What you have to do> For the entries that follow, set down each one exactly and drop any pictures.

Dataset excerpts:

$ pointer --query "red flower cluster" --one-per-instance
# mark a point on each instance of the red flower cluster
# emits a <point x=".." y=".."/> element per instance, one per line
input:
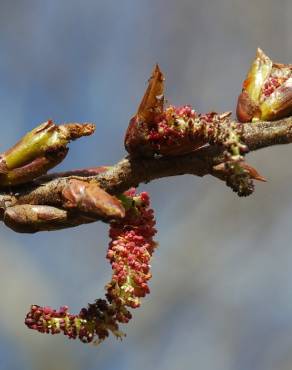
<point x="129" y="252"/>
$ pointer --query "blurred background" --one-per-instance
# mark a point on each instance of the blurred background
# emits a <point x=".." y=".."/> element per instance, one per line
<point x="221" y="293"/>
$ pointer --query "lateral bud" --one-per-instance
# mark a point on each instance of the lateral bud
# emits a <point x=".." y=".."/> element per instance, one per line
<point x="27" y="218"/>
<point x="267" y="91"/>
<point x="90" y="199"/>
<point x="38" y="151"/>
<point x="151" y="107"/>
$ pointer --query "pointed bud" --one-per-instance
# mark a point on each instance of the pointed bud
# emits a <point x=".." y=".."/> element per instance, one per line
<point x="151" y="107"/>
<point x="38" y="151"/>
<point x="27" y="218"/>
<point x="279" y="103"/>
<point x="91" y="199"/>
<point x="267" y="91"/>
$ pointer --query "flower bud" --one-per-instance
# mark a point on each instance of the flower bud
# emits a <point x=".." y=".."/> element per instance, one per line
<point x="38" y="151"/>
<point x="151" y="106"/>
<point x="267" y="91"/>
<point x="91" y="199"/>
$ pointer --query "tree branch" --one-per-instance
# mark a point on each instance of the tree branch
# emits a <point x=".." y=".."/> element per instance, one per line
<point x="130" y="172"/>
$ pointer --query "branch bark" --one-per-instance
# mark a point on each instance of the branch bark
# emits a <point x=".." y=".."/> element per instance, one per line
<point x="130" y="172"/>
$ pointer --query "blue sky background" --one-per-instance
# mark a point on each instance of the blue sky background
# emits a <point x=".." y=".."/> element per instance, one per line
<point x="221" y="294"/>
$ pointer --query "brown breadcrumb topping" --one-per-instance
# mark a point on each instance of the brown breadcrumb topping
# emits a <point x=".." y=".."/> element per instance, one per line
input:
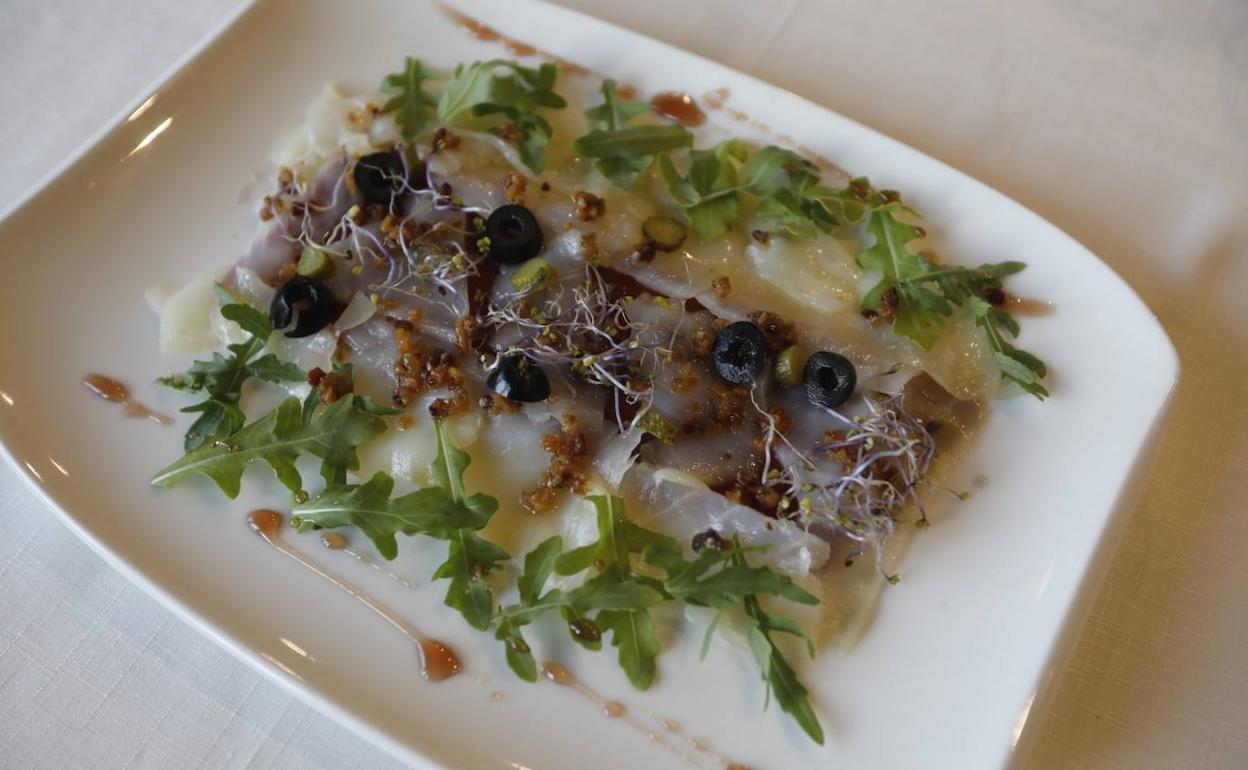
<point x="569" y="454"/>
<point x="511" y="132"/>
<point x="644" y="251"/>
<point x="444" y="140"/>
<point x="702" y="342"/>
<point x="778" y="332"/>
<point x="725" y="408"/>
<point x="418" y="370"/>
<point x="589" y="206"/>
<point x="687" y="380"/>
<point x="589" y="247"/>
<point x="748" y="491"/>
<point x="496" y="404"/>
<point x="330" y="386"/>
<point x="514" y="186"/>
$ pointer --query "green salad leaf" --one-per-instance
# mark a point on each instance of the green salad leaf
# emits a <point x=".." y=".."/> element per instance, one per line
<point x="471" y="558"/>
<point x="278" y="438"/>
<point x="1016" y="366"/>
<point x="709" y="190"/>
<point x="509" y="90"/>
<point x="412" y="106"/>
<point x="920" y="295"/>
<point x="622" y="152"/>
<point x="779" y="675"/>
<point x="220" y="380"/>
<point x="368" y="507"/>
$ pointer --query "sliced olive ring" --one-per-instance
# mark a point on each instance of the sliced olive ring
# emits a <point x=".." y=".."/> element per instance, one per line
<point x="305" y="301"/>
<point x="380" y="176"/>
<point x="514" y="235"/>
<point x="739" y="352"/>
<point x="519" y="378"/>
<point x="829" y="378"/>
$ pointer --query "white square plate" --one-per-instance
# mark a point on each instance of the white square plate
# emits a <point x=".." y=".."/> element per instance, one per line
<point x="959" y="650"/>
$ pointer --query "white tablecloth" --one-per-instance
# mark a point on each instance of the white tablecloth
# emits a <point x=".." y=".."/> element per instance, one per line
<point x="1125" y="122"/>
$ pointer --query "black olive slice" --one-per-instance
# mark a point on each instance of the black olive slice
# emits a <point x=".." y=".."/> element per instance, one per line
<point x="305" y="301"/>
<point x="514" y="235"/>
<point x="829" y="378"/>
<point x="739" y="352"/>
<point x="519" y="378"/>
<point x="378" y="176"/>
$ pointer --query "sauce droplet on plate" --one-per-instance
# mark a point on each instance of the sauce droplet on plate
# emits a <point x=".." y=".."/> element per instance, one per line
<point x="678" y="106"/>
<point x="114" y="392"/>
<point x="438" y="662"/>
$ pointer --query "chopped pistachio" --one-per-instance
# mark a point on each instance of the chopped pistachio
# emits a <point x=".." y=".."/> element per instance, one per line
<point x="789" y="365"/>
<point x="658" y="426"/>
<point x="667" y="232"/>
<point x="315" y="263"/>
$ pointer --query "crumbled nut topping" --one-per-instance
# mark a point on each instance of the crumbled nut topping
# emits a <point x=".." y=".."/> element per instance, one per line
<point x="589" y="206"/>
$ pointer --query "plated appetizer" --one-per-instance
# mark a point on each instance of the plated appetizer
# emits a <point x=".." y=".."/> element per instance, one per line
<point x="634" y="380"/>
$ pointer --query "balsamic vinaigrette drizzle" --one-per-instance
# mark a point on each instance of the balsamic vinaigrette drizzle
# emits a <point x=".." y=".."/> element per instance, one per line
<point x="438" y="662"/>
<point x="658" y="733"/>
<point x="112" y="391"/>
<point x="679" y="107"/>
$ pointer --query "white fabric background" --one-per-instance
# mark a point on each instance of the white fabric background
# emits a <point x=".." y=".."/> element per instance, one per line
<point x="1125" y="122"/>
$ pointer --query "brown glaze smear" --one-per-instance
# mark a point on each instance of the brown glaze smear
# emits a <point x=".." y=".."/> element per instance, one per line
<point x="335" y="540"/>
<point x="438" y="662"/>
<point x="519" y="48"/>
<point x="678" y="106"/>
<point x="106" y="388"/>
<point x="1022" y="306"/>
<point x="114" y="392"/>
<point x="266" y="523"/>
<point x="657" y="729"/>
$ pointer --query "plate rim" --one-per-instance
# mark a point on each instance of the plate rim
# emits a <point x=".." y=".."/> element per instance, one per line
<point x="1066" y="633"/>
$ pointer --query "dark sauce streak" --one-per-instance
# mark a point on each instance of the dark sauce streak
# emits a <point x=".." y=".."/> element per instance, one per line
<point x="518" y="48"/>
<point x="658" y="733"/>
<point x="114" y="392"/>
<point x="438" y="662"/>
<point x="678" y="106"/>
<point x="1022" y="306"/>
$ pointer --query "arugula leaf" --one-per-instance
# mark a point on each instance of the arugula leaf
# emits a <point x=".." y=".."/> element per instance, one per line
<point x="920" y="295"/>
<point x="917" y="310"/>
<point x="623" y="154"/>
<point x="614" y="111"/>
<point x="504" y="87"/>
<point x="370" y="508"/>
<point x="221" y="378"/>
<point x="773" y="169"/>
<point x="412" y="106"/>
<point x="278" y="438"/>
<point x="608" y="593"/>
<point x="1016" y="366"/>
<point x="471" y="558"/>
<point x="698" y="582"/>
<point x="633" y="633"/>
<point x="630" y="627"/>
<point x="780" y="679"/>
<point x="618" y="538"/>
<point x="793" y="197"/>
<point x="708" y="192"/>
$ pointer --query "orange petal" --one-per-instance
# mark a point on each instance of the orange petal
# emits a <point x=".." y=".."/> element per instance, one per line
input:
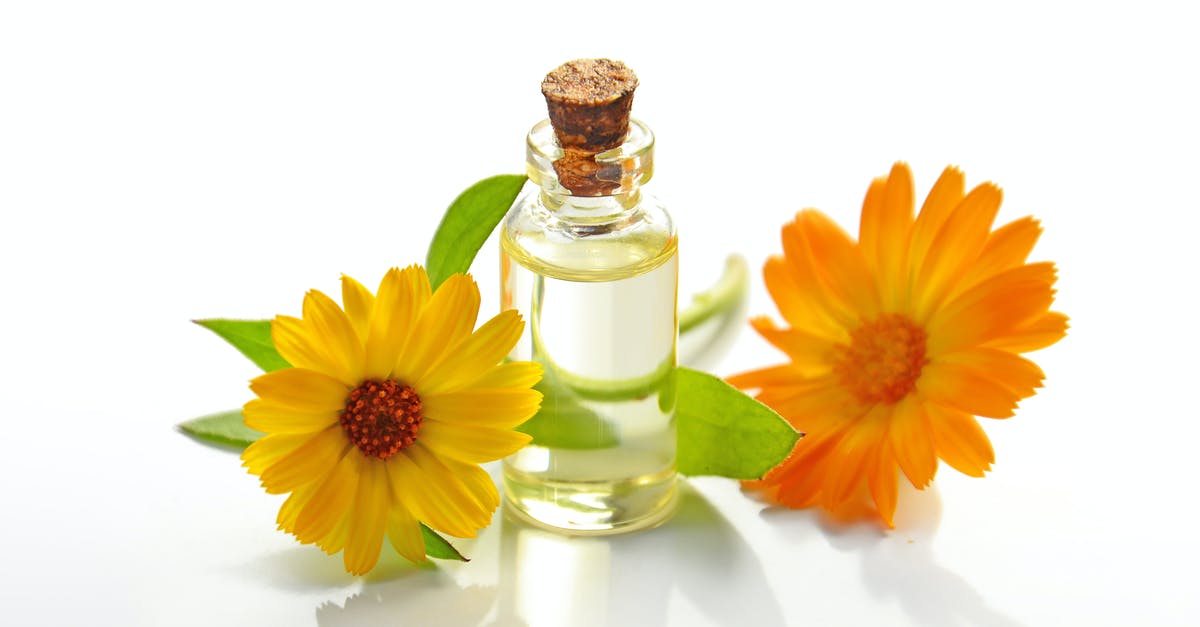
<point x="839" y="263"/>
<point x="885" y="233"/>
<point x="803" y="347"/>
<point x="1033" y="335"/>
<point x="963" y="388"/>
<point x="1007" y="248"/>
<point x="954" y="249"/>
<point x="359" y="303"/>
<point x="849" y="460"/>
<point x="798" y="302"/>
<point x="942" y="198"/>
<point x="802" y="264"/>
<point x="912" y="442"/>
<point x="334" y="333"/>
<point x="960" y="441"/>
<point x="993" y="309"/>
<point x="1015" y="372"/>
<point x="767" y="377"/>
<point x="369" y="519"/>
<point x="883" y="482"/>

Solution to this task>
$ pointer --query "red flower cluster" --one-per-instance
# mark a point on each instance of the red flower cluster
# emits a <point x=".." y=".."/> element per instance, one per line
input:
<point x="129" y="252"/>
$ pointer --query "blurred background" --one-per-instance
# mark a point on each instance of the blurred background
# emits a <point x=".." y=".."/> element per instance, one per line
<point x="221" y="293"/>
$ pointer --query "lateral bud" --one-per-instance
# mark a point on each instance of the lateral bud
# emits a <point x=".." y=".."/> element per instance, one per line
<point x="27" y="218"/>
<point x="267" y="91"/>
<point x="90" y="199"/>
<point x="38" y="151"/>
<point x="151" y="107"/>
$ pointer --query "pointed bud" --one-per-instance
# mark a point on each instance of the pointed bud
# emits a <point x=".." y=".."/> element per instance, one per line
<point x="151" y="107"/>
<point x="38" y="151"/>
<point x="27" y="218"/>
<point x="279" y="103"/>
<point x="91" y="199"/>
<point x="267" y="91"/>
$ pointer --query "flower bud" --one-per-instance
# mark a point on each instance of the flower bud
# emits a <point x=".." y=".."/> element per instance, one per line
<point x="38" y="151"/>
<point x="151" y="106"/>
<point x="267" y="91"/>
<point x="91" y="199"/>
$ pointer --query "tree branch" --one-per-instance
# mark a point on each instance of the tree branch
# emits a <point x=".." y=".."/> element per instance, one per line
<point x="130" y="172"/>
$ pointer --query "branch bark" --one-per-instance
# mark a point on each instance of the branch bark
# emits a <point x=".." y=".."/> element per instance, one per line
<point x="130" y="172"/>
$ pointer --query "blue sky background" --one-per-instance
# mark a point on each instance of the blue sky background
# emits a <point x=".." y=".."/> element per instance, one per line
<point x="221" y="294"/>
$ pointer --query "brown breadcrumb topping" --one-per-instance
# mark a point on each instance of the brown breadcrumb topping
# emits a <point x=".." y=".."/> element per instance, one per line
input:
<point x="569" y="454"/>
<point x="511" y="132"/>
<point x="644" y="251"/>
<point x="444" y="140"/>
<point x="702" y="342"/>
<point x="778" y="332"/>
<point x="725" y="408"/>
<point x="418" y="370"/>
<point x="589" y="206"/>
<point x="687" y="380"/>
<point x="589" y="247"/>
<point x="748" y="491"/>
<point x="496" y="404"/>
<point x="330" y="386"/>
<point x="514" y="186"/>
$ pointer --query "green salad leaf" --one-per-instance
# mark a point on each instance of the green salad leaf
# emits a <point x=".." y=".."/> element per instance, one per line
<point x="471" y="558"/>
<point x="278" y="438"/>
<point x="1016" y="366"/>
<point x="709" y="190"/>
<point x="509" y="90"/>
<point x="412" y="106"/>
<point x="920" y="295"/>
<point x="622" y="152"/>
<point x="779" y="675"/>
<point x="220" y="380"/>
<point x="368" y="507"/>
$ pointer --query "sliced olive ring" --one-per-instance
# mark a point on each instance of the sliced olive ring
# emits a <point x=".." y=".."/> element per instance, one per line
<point x="305" y="301"/>
<point x="380" y="176"/>
<point x="514" y="235"/>
<point x="739" y="352"/>
<point x="519" y="378"/>
<point x="829" y="378"/>
$ pointer --query "white square plate" --one-per-instance
# mark a point on each instance of the white square plate
# emits a <point x=".." y=".."/> element per instance, one per line
<point x="959" y="650"/>
$ pointer --query "white tablecloth" --one-per-instance
# mark a point on each instance of the white tablecloth
# emits a <point x=".." y=".."/> element per instance, one per line
<point x="1125" y="122"/>
$ pointer --query "black olive slice" --one-per-instance
# mark a point on each instance of the black olive slice
# emits a <point x=".." y=".."/> element per instance, one per line
<point x="305" y="301"/>
<point x="514" y="235"/>
<point x="829" y="378"/>
<point x="739" y="352"/>
<point x="519" y="378"/>
<point x="378" y="176"/>
$ pointer --query "sauce droplet on plate" --one-per-instance
# mark a point on each instance of the sauce droplet on plate
# emits a <point x=".." y=".."/> element per instance, one per line
<point x="678" y="106"/>
<point x="114" y="392"/>
<point x="438" y="662"/>
$ pointer --query "chopped pistachio" --one-per-instance
# mark a point on each instance of the chopped pistachio
# emits a <point x=".." y=".."/> element per instance, one per line
<point x="789" y="365"/>
<point x="658" y="426"/>
<point x="667" y="232"/>
<point x="315" y="263"/>
$ pointer --query "crumbled nut topping" --one-per-instance
# mark a point on each instance of the crumbled nut topping
# emits a <point x=".." y=".."/> element per instance, one per line
<point x="589" y="206"/>
$ pointer --query "plated appetizer" --one-per-instance
# mark a point on each instance of the plated appetizer
# emits a <point x=".." y=".."/> element per instance, one per line
<point x="634" y="380"/>
$ pointer --query "balsamic vinaigrette drizzle" --one-per-instance
# mark a point on each instance of the balsamic vinaigrette drizzle
# emits a <point x=".." y=".."/> element per instance, one per line
<point x="438" y="662"/>
<point x="658" y="733"/>
<point x="112" y="391"/>
<point x="679" y="107"/>
$ pointer --query "white fabric background" --one-per-instance
# mark a point on each instance of the white fabric background
# emits a <point x=".." y=".."/> element per instance, one per line
<point x="1125" y="122"/>
$ pointer --query "brown glaze smear" --one-per-instance
# mark a point on each instance of the brown glaze smear
# emits a <point x=".." y=".."/> element per instance, one per line
<point x="335" y="540"/>
<point x="438" y="662"/>
<point x="519" y="48"/>
<point x="678" y="106"/>
<point x="106" y="388"/>
<point x="1022" y="306"/>
<point x="114" y="392"/>
<point x="266" y="523"/>
<point x="657" y="729"/>
$ pointer --query "plate rim" --one-per-instance
# mark a point on each instance of the plate rim
# emits a <point x=".." y=".."/> element per instance, one per line
<point x="1066" y="633"/>
$ pointer --query "dark sauce streak" --one-per-instance
# mark a point on each instance of the dark sauce streak
# emits a <point x=".." y=".."/> element per instance, one per line
<point x="518" y="48"/>
<point x="658" y="733"/>
<point x="114" y="392"/>
<point x="438" y="662"/>
<point x="678" y="106"/>
<point x="1022" y="306"/>
$ pointer --query "arugula leaf" --one-per-instance
# mark a point on each instance of the arugula leaf
# emits a <point x=".." y=".."/> element per instance, one per line
<point x="920" y="295"/>
<point x="917" y="310"/>
<point x="623" y="154"/>
<point x="614" y="111"/>
<point x="504" y="87"/>
<point x="370" y="508"/>
<point x="221" y="378"/>
<point x="773" y="169"/>
<point x="412" y="106"/>
<point x="278" y="438"/>
<point x="608" y="593"/>
<point x="1016" y="366"/>
<point x="471" y="558"/>
<point x="698" y="582"/>
<point x="633" y="633"/>
<point x="630" y="627"/>
<point x="780" y="679"/>
<point x="618" y="538"/>
<point x="793" y="197"/>
<point x="708" y="192"/>
$ pointer --query "orange petal" --one-per-instance
# mark a point on each instance of the orange petal
# emits a <point x=".." y=".."/> element per instance, one per line
input:
<point x="839" y="263"/>
<point x="885" y="233"/>
<point x="803" y="347"/>
<point x="1033" y="335"/>
<point x="963" y="388"/>
<point x="1007" y="248"/>
<point x="954" y="249"/>
<point x="359" y="303"/>
<point x="849" y="460"/>
<point x="798" y="302"/>
<point x="942" y="198"/>
<point x="802" y="264"/>
<point x="912" y="442"/>
<point x="334" y="333"/>
<point x="960" y="441"/>
<point x="993" y="309"/>
<point x="1015" y="372"/>
<point x="767" y="377"/>
<point x="369" y="519"/>
<point x="883" y="482"/>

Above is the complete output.